_STATED EXERCISE A_
In two sentences, sum up the Easter post that follows.

Apr 26, 2015

Easter

Oh, Easter. Oh, resurrection. What in the world are we supposed to do with you?

Today is the fourth Sunday of Easter, so it has clearly taken me a while to get around to an Easter post. Partly, this is because Lent was so brutal. Partly, this is because I’ve gotten myself in totally over my head this semester, taking a class, writing for a few local papers, plus the usual work and home responsibilities. But mostly I’m late because Easter befuddles me. Sometimes resurrection seems like sweet, clear water in a parched world, and sometimes it seems like a bad joke.


Just before Holy Week this year, I happened into a conversation among clergy about teaching children during Holy Week. “How should we talk about Jesus’ death?” someone wanted to know. I barged my way into the conversation: “Death is easy,” I said. “Kids can get that. It’s teaching the resurrection that’s so complicated.”


Maybe that sounds overstated, but I mean it. My kids understand death. Their understanding is incomplete, of course, but my understanding of death is incomplete too. When my grandfather died last month, both of my kids understood in ways appropriate to their ages. (When someone at the visitation commented to my daughter that it was sort of like my grandfather was having a long sleep, she set him straight: “No,” she said. “He died.” She gets it.)


And I believe there are very important, very concrete ways to teach kids about Jesus’ death too. Jesus loved people that others didn’t love. Jesus made powerful people angry. Jesus said things that were true, and people didn’t want to hear it. Jesus’ friend cared more about power and money than about Jesus. For all of these reasons and more, people killed Jesus.


Those may be difficult things to say to a child. They may be difficult things for some children to hear. But those truths are everywhere in our world, and kids, as they grow, see that more and more. We give them immeasurable gifts by sharing those truths with them, telling them--right now, not when they’re all grown up--that Jesus lived and suffered under those truths just like we do.


But then Sunday comes. And we have to tell kids, “And then Jesus rose! Hooray!” And of course this is good news--right? this is good news?--but it’s confusing to kids when we’ve been teaching them the whole rest of the year that dead means dead. The flowers they picked for mama can’t be replanted. The dog isn’t coming back. We won’t see Papaw--or whomever else--again. Ever.

_STATED EXERCISE B_
How many lines in the entries below contain the string "grass"? Case counts, and the reply should be the number alone.

_MATERIAL FOR THIS TASK_
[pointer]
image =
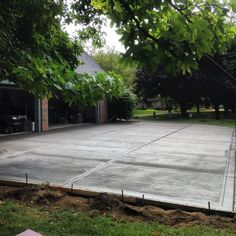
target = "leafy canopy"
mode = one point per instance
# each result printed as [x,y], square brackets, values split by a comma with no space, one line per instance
[112,61]
[180,31]
[39,57]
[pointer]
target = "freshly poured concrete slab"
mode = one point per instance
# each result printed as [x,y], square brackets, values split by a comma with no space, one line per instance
[165,161]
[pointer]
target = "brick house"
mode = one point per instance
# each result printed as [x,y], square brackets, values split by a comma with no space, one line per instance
[44,113]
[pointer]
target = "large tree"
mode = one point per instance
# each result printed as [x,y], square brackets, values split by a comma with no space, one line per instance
[37,55]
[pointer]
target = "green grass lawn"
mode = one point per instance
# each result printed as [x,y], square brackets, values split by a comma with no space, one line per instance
[15,218]
[204,117]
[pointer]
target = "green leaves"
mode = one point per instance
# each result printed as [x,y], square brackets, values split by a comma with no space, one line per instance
[169,31]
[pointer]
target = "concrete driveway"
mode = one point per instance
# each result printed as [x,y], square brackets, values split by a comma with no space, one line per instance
[166,161]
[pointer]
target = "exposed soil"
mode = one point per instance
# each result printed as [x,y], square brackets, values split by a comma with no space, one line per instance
[105,205]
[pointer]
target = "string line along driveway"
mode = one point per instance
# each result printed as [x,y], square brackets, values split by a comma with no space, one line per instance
[166,161]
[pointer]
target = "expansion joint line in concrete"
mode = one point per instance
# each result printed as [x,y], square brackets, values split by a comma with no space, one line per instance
[120,157]
[234,188]
[229,155]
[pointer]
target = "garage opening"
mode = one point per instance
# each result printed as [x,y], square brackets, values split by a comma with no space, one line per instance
[16,110]
[61,113]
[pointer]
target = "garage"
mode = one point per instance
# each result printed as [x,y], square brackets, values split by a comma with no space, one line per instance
[17,109]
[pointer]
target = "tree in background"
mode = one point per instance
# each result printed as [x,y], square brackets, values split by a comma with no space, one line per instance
[178,32]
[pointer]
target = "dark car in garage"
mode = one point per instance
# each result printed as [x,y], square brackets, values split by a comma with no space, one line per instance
[11,123]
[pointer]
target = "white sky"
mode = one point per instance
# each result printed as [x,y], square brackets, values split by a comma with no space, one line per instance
[111,37]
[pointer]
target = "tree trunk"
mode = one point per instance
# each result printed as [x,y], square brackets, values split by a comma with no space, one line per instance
[217,111]
[183,109]
[226,110]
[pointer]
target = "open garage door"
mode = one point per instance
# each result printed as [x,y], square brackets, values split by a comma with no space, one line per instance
[62,113]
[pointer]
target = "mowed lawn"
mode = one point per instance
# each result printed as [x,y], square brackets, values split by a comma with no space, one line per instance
[206,116]
[15,218]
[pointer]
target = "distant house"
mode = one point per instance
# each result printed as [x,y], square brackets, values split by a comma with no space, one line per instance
[44,113]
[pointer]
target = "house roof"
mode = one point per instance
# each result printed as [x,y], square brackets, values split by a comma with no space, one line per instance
[89,66]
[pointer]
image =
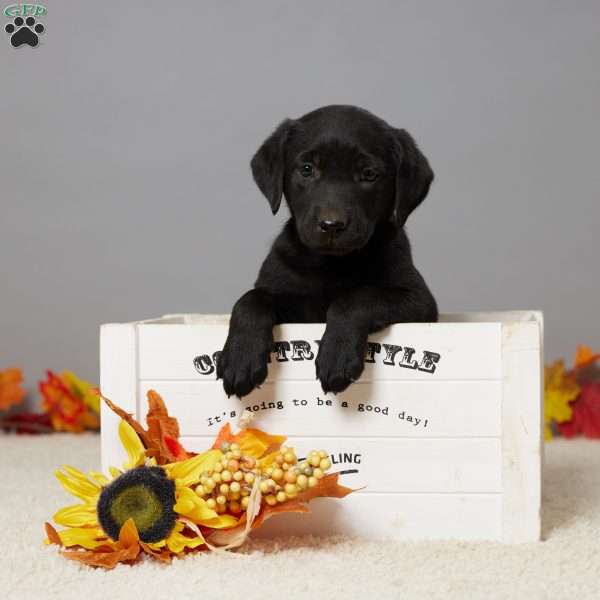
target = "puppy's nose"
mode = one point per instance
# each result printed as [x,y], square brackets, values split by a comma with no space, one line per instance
[332,226]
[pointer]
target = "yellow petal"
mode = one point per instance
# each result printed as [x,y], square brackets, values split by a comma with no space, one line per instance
[188,472]
[77,515]
[192,506]
[100,478]
[132,444]
[78,484]
[114,472]
[88,537]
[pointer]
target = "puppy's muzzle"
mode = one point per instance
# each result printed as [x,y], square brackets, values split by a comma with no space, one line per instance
[332,227]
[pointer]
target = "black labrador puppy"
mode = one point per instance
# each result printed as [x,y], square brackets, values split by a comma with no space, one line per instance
[350,181]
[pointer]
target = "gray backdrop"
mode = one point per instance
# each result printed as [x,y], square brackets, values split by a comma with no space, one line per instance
[126,135]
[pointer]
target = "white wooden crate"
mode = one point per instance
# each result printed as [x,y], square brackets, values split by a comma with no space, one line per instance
[444,428]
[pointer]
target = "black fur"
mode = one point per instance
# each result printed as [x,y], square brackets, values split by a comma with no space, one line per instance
[343,257]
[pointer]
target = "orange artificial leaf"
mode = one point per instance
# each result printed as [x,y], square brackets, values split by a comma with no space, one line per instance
[285,507]
[126,550]
[176,449]
[164,554]
[585,356]
[11,392]
[161,439]
[53,537]
[257,443]
[128,418]
[224,435]
[327,487]
[67,409]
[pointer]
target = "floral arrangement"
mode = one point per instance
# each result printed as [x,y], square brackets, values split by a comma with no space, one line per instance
[68,404]
[572,397]
[166,501]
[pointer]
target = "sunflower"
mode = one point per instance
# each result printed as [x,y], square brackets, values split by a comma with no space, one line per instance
[158,501]
[166,501]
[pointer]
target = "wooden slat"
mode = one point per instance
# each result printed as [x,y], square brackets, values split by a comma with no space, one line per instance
[405,465]
[522,443]
[465,351]
[405,409]
[397,516]
[118,382]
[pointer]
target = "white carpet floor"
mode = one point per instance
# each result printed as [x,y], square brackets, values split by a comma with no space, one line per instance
[565,565]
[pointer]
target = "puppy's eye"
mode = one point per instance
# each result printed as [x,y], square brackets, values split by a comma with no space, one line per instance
[307,170]
[368,174]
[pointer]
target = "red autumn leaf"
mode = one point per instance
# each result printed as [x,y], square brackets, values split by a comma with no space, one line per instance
[585,356]
[161,439]
[586,413]
[53,536]
[126,550]
[11,392]
[224,435]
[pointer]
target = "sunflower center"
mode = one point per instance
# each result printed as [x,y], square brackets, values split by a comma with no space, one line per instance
[144,494]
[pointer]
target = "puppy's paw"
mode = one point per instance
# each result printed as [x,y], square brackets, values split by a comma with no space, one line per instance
[340,361]
[242,364]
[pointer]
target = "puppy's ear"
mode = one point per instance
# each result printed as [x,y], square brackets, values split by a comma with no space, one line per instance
[268,164]
[413,176]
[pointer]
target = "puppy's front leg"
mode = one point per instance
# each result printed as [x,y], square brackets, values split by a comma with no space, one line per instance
[243,363]
[352,316]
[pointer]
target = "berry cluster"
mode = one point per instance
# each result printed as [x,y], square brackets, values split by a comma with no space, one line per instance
[227,487]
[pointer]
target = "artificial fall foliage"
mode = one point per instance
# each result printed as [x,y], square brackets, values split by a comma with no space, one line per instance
[572,396]
[68,404]
[166,501]
[71,403]
[11,390]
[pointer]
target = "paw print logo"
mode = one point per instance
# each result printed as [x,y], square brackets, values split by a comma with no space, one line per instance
[24,31]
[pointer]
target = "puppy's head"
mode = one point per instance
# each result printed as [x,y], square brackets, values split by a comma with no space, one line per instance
[342,171]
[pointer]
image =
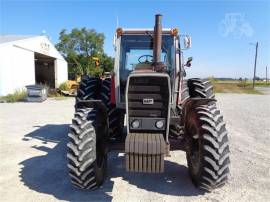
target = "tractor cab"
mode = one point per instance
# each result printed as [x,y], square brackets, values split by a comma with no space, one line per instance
[160,109]
[134,53]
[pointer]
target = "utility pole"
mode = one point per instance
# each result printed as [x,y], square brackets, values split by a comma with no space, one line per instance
[254,76]
[266,74]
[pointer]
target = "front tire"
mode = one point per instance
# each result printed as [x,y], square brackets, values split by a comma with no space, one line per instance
[207,147]
[87,150]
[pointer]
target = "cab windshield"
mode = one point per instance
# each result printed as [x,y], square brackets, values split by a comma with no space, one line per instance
[138,49]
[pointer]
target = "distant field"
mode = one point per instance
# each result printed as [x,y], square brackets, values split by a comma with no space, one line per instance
[228,86]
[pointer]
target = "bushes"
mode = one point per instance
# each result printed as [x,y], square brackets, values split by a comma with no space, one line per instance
[18,95]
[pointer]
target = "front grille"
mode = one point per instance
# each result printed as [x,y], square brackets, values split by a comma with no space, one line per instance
[149,88]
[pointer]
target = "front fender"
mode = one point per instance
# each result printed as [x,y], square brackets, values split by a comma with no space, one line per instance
[192,103]
[96,104]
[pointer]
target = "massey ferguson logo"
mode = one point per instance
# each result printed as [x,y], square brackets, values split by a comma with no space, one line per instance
[148,101]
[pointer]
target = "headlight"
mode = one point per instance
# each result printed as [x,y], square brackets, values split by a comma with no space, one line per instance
[160,124]
[135,124]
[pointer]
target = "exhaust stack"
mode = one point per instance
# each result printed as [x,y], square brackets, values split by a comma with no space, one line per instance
[157,39]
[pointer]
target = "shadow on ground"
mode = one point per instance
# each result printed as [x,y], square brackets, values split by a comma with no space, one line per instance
[48,173]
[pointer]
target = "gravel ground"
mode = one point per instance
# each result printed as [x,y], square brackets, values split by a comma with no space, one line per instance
[33,163]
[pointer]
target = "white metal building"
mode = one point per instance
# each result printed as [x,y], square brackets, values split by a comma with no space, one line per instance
[26,60]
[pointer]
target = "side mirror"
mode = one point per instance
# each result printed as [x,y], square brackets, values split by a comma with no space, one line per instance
[187,42]
[188,63]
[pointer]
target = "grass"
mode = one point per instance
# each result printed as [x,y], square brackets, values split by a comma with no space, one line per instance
[64,86]
[236,87]
[18,95]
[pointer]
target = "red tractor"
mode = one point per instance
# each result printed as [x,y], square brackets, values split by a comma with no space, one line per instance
[162,112]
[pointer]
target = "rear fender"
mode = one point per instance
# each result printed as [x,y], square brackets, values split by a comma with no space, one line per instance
[96,104]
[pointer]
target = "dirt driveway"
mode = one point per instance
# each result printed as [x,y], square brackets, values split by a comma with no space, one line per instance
[33,157]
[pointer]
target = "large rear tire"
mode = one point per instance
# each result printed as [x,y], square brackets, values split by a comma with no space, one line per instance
[87,149]
[207,147]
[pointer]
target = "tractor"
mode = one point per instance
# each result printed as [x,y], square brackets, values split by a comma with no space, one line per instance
[161,112]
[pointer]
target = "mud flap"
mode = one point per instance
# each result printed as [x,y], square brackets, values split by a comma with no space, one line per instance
[144,152]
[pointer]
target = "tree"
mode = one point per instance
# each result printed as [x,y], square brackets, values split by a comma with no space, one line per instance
[79,47]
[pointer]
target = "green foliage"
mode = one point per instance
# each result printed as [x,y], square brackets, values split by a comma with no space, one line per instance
[79,47]
[18,95]
[64,86]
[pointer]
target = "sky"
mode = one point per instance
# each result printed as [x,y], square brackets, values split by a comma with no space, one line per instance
[223,32]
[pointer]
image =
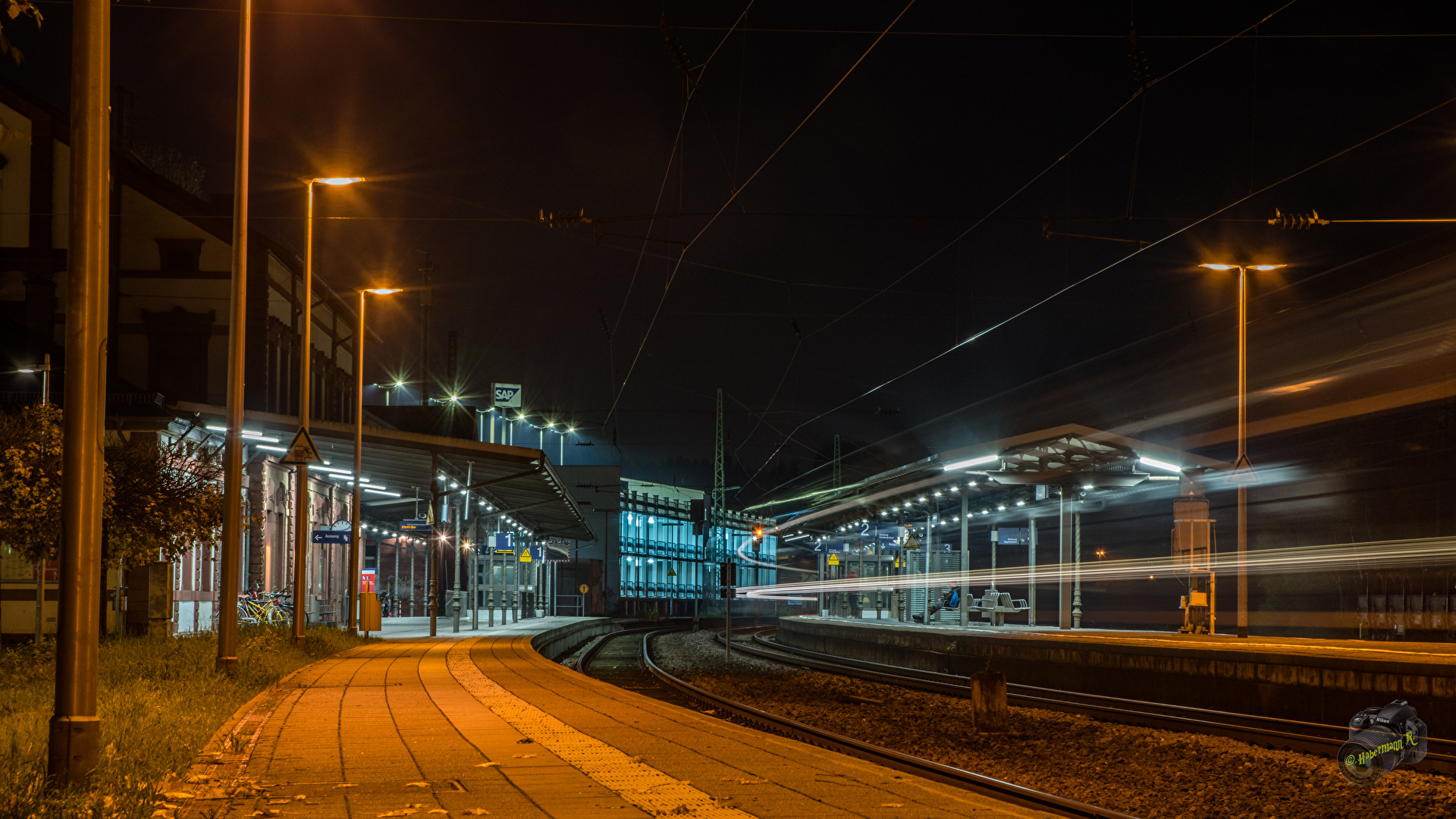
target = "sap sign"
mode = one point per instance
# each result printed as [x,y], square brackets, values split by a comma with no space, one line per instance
[509,395]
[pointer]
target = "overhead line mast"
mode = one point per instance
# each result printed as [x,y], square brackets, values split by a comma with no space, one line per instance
[720,534]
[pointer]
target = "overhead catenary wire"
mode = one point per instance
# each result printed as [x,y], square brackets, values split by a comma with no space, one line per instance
[1141,93]
[739,190]
[1094,275]
[661,190]
[758,30]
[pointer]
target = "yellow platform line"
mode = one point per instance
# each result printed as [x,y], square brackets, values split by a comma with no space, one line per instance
[638,784]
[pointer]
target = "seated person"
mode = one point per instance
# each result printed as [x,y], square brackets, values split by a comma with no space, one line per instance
[949,599]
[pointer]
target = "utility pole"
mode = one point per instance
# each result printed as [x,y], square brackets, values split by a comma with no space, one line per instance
[452,384]
[427,297]
[232,545]
[74,729]
[715,513]
[431,550]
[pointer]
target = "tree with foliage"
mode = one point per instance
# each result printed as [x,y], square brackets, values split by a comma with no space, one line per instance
[161,499]
[31,482]
[169,497]
[15,9]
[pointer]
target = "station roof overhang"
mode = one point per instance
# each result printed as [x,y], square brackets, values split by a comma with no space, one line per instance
[514,480]
[1072,457]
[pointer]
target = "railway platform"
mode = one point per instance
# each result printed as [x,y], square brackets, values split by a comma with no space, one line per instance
[487,725]
[1320,681]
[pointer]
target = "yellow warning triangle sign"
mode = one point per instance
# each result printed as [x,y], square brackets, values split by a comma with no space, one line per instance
[1244,471]
[302,450]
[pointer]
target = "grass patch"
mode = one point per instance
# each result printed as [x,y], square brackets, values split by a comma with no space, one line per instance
[161,701]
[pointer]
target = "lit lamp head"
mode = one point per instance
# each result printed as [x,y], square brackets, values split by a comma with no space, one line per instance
[1263,267]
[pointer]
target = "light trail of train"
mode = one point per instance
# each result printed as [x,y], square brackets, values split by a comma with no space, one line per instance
[1332,557]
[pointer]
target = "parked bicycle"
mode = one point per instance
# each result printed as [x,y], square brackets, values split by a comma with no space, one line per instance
[264,608]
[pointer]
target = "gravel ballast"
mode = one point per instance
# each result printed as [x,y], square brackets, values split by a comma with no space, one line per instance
[1147,773]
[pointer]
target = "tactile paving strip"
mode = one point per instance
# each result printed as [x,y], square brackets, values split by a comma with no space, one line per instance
[638,784]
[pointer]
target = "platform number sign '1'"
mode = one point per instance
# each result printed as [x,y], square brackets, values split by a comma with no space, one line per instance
[509,395]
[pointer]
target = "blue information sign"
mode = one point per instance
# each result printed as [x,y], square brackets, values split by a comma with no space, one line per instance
[1011,537]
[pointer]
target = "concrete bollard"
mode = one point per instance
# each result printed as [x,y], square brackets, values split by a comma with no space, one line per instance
[989,701]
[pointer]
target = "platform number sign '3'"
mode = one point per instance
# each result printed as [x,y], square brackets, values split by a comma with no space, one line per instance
[507,395]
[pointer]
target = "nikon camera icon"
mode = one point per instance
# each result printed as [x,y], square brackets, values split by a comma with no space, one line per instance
[1379,741]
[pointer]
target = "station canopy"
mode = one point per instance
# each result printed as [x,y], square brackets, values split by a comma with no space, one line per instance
[516,480]
[1001,475]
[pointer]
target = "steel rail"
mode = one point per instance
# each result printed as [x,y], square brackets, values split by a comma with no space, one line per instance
[1119,708]
[946,774]
[584,664]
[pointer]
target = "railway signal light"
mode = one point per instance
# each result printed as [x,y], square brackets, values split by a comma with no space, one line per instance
[1296,221]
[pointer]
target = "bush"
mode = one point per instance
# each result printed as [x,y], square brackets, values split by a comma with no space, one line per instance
[161,700]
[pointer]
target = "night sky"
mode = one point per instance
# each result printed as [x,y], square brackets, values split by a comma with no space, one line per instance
[861,249]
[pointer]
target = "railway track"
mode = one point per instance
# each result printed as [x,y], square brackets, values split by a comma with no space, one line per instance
[1293,735]
[625,659]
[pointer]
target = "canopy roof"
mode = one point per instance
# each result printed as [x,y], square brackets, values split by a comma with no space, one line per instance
[1071,455]
[516,480]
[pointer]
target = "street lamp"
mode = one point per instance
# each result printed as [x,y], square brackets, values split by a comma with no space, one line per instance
[359,458]
[1242,463]
[300,507]
[46,376]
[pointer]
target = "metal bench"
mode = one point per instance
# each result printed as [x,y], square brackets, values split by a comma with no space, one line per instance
[996,605]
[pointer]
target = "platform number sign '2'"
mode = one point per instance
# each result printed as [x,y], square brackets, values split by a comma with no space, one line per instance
[509,395]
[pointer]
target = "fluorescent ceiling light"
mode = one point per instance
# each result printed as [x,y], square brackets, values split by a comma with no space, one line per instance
[1161,464]
[971,463]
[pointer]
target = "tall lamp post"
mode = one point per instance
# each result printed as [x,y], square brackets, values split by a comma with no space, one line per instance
[237,359]
[359,457]
[1242,463]
[300,502]
[74,727]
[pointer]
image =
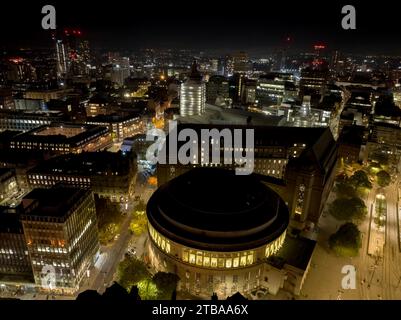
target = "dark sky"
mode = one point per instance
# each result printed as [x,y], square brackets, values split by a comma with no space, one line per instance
[206,24]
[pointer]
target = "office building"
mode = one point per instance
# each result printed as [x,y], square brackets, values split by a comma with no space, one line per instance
[63,138]
[60,229]
[193,94]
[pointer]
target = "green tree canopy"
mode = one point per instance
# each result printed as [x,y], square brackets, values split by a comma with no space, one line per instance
[346,241]
[166,284]
[130,271]
[383,178]
[348,209]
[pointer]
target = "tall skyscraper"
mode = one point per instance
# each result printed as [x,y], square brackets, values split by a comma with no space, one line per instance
[193,94]
[72,54]
[120,70]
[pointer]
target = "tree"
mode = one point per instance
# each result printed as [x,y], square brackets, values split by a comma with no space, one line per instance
[383,178]
[166,284]
[360,180]
[131,271]
[109,219]
[346,241]
[348,209]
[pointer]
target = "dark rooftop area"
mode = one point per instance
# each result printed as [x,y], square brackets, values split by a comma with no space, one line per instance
[296,252]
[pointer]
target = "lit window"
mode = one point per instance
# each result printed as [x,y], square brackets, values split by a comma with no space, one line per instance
[243,261]
[250,258]
[199,258]
[185,256]
[236,262]
[213,262]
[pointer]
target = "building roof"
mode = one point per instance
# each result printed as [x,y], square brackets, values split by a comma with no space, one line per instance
[10,220]
[214,209]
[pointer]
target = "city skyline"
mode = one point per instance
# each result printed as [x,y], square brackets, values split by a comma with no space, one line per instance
[222,27]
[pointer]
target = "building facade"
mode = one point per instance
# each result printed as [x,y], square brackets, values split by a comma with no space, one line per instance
[193,94]
[60,229]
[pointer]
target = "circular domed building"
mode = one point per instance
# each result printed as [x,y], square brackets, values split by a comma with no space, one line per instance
[215,229]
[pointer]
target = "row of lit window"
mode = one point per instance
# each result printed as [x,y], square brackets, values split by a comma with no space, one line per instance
[52,250]
[59,178]
[214,260]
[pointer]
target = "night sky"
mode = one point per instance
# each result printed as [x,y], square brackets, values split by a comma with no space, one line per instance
[219,25]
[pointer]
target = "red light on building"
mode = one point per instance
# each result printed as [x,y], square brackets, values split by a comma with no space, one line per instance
[319,46]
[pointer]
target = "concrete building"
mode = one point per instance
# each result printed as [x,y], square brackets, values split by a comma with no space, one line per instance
[193,94]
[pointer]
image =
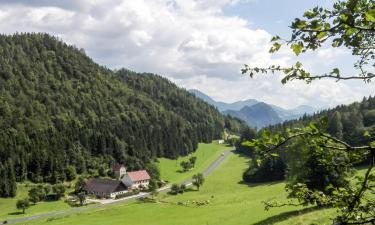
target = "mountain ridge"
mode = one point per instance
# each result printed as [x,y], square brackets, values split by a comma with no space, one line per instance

_COMPLETE OUTPUT A_
Writing on the fourth Sunday of Easter, the author says the post is late partly because Lent was brutal and the semester is overloaded, but mostly because Easter is confusing. The author argues that children can understand death, including concrete reasons people killed Jesus, but that the resurrection is hard to teach after telling kids all year that dead means dead.

_COMPLETE OUTPUT B_
3